_Challenge:_ Reproduce each of the items below word for word, keeping every line as it appears.

_Task inputs:_
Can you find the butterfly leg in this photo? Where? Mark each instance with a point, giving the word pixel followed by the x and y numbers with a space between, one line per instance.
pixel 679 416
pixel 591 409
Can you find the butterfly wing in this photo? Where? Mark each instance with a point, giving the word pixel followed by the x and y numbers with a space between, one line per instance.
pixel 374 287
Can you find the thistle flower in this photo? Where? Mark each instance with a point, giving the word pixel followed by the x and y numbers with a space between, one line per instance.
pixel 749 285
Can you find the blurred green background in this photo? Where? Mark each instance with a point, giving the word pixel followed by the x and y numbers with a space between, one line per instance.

_Exercise answer:_
Can you find the butterfly leg in this photo? Where? Mark each instance with a point, giving the word pixel followed by the x and y numbers with a space between, one line per instance.
pixel 679 416
pixel 591 409
Can you find the butterfly wing in this photo? Where? Mark each instance with a point, giving the word pixel followed by the x and y numbers with a space between, one line per instance.
pixel 374 287
Can you find the thistle flower in this photo? Where? Mark each instance with a point, giving the word pixel followed by the x and y numbers with a space between, one line per instance.
pixel 749 285
Can you find the blurred green background in this photo? Where? Mark each instance with a point, giving the word pixel followed by the x and y numbers with a space between, one line per instance.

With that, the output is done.